• **Фрагмент текста**:
# # # # #
Беркли считал, что для вещи «быть» всегда означает «быть воспринимаемой». Идеи (ощущения), т.е. субъективные качества, пассивны и непроизвольны, и содержание ощущений не зависит от нас. Вместе с тем, нарушая исходный принцип своей теории познания, Беркли ввел идею Бога, деятельностью которого определил возникновение всех идей человеческого духа.

 

Юм добавлял к «внешнему опыту», из которого исходили все прежние представители С. «внутренний опыт». Первичными восприятиями он считал непосредственные впечатления внешнего опыта (ощущения), вторичными — чувственные образы памяти (идеи) и впечатления внутреннего опыта (аффекты, желания, страсти). Он утверждал зависимость простых идей (т.е. чувственных образов памяти) от внешних впечатлений, а образование сложных идей трактовал как психологические ассоциации простых идей.

 

С. Юма послужил фундаментом позитивизма и неопозитивизма 19—20 вв.

 

Системное обоснование С. получил в работах фр. материалистов 18 в. (Ж.О. де Ламетри, П. Гельвеция, Д.Дидро, П. Гольбаха и др.), которые связывали ощущения с воздействием объективного мира и предполагали, что чувственное восприятие определяет все духовные творческие способности человека. Основательно разработана теория познания С. у Э.Б. де Кондильяка, ставшего основоположником ассоциативной психологии.

 

В философии 19 в. непосредственную достоверность чувственности, составляющую исходный пункт познания, отстаивали Л. Фейербах, а также представители позитивизма.
# # # # #
• **Исходные данные**:

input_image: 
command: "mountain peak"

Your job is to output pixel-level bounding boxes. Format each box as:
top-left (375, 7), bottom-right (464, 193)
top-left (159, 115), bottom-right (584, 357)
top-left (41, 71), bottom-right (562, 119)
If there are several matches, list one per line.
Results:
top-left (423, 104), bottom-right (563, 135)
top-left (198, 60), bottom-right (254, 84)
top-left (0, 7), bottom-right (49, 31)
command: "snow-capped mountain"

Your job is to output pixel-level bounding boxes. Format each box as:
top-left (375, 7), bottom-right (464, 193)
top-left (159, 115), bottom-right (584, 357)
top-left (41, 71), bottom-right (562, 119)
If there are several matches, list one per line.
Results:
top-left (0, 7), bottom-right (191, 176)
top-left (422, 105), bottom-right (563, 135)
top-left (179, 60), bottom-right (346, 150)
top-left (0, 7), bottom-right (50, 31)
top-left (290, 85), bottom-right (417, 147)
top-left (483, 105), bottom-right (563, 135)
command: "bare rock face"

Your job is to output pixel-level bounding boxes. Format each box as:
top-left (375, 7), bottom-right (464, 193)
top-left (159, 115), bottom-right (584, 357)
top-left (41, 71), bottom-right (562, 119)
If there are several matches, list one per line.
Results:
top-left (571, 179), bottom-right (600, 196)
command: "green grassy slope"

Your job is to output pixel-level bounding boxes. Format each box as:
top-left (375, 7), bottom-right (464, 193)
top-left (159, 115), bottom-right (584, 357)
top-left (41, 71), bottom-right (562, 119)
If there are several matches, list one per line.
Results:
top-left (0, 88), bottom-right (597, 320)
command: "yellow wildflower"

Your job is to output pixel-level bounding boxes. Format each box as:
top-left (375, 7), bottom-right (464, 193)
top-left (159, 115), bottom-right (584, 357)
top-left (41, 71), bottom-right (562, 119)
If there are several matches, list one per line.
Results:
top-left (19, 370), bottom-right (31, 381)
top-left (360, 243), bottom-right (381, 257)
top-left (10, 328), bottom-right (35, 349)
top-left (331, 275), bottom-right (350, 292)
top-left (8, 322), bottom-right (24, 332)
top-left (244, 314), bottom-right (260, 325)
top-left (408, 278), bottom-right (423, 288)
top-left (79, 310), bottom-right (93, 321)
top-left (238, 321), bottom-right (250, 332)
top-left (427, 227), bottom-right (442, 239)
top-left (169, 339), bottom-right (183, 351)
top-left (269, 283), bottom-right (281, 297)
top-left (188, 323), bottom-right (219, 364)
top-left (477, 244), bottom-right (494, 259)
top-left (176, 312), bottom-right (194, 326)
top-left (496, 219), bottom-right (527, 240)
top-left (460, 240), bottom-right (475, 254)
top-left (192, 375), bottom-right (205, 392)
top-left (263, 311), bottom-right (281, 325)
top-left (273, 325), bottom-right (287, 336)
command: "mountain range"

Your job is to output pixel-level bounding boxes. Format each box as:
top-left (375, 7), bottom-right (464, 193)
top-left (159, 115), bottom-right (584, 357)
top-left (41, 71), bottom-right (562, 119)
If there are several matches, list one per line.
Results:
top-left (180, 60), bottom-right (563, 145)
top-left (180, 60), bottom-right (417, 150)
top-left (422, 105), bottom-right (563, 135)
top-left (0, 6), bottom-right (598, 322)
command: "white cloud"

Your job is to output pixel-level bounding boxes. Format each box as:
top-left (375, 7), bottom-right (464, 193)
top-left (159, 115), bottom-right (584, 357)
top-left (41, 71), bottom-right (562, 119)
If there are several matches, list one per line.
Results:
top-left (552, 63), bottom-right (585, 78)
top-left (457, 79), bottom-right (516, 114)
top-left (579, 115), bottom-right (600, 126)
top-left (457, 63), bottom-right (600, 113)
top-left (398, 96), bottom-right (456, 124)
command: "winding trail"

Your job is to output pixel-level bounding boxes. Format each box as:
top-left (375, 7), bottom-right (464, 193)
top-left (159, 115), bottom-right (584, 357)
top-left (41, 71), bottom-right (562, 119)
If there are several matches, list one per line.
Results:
# # # # #
• **Что нужно сделать**:
**A)** Продублируйте из фрагмента текста всё, начиная со слов «Системное обоснование С.» и заканчивая словами «основоположником ассоциативной психологии.».
**B)** Основоположником какого направления в психологии стал Э.Б. де Кондильяк, согласно фрагменту текста?

• **Решения по заданиям**:
**A)**
Системное обоснование С. получил в работах фр. материалистов 18 в. (Ж.О. де Ламетри, П. Гельвеция, Д.Дидро, П. Гольбаха и др.), которые связывали ощущения с воздействием объективного мира и предполагали, что чувственное восприятие определяет все духовные творческие способности человека. Основательно разработана теория познания С. у Э.Б. де Кондильяка, ставшего основоположником ассоциативной психологии.

**B)** Кондильяк стал основоположником ассоциативной психологии.